▶ [INFORMATION GIVEN]
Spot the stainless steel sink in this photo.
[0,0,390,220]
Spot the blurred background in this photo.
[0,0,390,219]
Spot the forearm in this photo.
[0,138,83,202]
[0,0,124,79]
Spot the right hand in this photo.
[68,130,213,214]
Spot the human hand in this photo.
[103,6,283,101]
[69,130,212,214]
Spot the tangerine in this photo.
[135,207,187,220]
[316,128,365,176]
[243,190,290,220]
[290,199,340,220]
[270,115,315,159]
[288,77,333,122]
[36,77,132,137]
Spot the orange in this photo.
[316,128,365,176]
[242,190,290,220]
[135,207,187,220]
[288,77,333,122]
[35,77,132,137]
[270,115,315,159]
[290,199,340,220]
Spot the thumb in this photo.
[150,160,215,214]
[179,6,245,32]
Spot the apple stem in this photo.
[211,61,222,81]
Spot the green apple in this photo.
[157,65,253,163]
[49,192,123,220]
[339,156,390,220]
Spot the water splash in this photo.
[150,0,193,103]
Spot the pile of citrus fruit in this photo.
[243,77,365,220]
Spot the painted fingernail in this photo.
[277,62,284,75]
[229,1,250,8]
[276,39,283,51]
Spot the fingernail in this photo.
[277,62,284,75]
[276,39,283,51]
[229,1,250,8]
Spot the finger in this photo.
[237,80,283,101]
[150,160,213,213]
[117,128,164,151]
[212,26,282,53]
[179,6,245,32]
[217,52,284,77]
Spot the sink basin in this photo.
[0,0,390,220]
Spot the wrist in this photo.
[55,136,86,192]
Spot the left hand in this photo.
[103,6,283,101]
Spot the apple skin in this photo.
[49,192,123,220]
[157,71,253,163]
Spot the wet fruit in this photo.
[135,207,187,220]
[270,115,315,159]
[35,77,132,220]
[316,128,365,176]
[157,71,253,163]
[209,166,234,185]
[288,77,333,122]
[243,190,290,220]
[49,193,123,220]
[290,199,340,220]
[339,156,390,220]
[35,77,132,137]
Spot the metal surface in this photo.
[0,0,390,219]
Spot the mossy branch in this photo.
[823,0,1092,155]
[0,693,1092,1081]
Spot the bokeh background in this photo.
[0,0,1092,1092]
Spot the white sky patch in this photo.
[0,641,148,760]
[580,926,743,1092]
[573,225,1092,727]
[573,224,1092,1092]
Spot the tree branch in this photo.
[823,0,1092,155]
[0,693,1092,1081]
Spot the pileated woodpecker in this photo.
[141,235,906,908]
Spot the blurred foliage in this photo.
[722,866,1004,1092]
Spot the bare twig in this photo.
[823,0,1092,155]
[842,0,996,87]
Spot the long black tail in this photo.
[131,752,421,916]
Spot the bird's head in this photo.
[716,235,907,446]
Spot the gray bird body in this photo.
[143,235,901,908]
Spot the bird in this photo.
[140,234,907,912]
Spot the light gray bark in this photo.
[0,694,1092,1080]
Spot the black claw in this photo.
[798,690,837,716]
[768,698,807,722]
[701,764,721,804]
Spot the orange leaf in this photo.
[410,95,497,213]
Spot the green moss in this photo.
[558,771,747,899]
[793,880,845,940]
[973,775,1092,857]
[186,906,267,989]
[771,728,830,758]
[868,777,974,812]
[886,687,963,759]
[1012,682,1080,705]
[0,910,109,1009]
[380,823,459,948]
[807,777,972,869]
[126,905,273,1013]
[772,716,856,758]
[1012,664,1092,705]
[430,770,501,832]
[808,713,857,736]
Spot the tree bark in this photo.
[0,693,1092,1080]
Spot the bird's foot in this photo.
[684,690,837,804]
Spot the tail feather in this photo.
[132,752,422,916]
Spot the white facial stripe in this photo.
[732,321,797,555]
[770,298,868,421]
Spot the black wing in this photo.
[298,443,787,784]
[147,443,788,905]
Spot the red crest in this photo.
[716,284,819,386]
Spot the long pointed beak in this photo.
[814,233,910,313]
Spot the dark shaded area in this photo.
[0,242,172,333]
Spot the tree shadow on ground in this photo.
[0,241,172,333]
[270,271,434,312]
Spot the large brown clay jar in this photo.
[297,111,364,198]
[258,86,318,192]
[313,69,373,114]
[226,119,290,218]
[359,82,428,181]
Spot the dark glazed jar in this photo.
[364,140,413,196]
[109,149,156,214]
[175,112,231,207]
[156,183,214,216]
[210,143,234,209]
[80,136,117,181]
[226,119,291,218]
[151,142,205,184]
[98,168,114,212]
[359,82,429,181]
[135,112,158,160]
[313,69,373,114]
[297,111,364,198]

▶ [STATED TASK] Rewrite the lines of the records from the line with "Spot the apple skin in this photo." up to and including the line with "[410,95,497,213]", replacing "Spot" with "Locate" and leaving everything else unchanged.

▶ [RESPONSE FOR THIS EXERCISE]
Locate the apple skin in this photo.
[49,192,123,220]
[157,71,253,163]
Locate the wet fruit in this photo.
[135,207,187,220]
[270,115,315,159]
[35,77,132,220]
[316,128,365,176]
[157,71,253,163]
[209,166,234,185]
[288,77,333,122]
[243,190,290,220]
[49,193,123,220]
[290,199,340,220]
[339,156,390,220]
[35,77,132,137]
Locate the metal surface in this photo.
[0,0,390,219]
Locate the mossy branch in this photo.
[823,0,1092,155]
[0,693,1092,1081]
Locate the bokeh background in this photo.
[0,0,1092,1092]
Locate the white sky patch in this photo.
[0,641,148,760]
[580,926,743,1092]
[573,225,1092,727]
[573,224,1092,1092]
Locate the tree branch in this photo.
[823,0,1092,155]
[0,693,1092,1081]
Locate the pileated woodpecker in this photo.
[141,235,906,908]
Locate the blurred foliage in this photo.
[722,866,1004,1092]
Locate the bare twig in this photo.
[823,0,1092,155]
[842,0,996,87]
Locate the long black tail in this photo.
[131,752,421,916]
Locate the bird's head in this photo.
[716,235,907,446]
Locate the gray bird body in this photo.
[143,235,901,908]
Locate the bird in this photo.
[140,234,907,912]
Locate the light gray bark in this photo.
[0,694,1092,1080]
Locate the black claw in this photo.
[798,690,837,716]
[768,698,807,722]
[701,764,721,804]
Locate the orange leaf in this photo.
[410,95,497,213]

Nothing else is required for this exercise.